Please write out the lines below as a numbered list, starting at the very first line and ending at the line that contains "point(90, 178)", both included, with blank lines left out.

───

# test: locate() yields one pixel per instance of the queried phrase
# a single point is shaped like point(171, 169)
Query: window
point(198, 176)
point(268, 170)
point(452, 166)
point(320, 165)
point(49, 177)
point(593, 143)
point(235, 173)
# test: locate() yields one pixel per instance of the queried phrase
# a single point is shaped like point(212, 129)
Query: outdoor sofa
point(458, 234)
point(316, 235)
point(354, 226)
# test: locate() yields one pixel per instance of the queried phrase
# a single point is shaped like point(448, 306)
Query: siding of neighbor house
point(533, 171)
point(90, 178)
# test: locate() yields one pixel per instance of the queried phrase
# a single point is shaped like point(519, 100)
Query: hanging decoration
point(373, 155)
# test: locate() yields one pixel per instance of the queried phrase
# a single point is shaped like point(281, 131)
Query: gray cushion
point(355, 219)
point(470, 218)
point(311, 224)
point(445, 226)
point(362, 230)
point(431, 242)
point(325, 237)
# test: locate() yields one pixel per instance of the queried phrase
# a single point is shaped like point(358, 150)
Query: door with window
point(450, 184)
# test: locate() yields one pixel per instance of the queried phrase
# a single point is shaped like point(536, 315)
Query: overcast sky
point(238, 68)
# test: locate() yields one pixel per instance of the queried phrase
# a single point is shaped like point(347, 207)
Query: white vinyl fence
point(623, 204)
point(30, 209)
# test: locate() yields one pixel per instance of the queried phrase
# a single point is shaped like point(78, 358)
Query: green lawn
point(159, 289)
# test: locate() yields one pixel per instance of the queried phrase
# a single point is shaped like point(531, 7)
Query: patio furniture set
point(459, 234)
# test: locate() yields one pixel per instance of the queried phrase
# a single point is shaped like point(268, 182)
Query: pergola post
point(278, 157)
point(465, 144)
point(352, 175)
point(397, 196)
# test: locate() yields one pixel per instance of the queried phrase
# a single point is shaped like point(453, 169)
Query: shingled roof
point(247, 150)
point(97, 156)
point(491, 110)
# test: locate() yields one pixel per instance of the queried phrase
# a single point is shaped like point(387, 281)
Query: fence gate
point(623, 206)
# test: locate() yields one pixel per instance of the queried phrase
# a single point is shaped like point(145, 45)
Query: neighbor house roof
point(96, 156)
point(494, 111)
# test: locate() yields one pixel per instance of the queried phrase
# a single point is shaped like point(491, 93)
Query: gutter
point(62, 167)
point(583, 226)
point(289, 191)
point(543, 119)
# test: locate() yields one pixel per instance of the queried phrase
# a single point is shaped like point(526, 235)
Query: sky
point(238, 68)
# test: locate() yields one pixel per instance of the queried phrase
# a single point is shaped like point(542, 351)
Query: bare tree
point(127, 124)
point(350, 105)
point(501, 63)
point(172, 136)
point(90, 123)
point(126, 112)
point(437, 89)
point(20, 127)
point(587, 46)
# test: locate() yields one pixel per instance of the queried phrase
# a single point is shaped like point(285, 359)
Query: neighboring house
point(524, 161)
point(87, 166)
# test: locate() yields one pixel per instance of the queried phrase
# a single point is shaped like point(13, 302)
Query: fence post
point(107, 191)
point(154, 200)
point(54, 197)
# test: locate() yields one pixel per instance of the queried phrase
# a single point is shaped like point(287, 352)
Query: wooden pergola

───

#### [WRITTEN REPLY]
1. # test: locate() yields one pixel per instance of the queried phrase
2. # a single point is shaped like point(171, 169)
3. Query: window
4. point(198, 176)
5. point(268, 170)
6. point(452, 166)
7. point(320, 165)
8. point(49, 177)
9. point(593, 143)
10. point(235, 173)
11. # test: locate() yields one pixel per instance of the queried phrase
12. # a single point is shaped like point(212, 129)
13. Query: outdoor sofa
14. point(458, 234)
15. point(316, 235)
16. point(354, 226)
17. # test: locate() yields one pixel per instance of the queried phrase
18. # a single point is shaped like point(448, 306)
19. Query: siding of neighbor house
20. point(533, 171)
21. point(90, 178)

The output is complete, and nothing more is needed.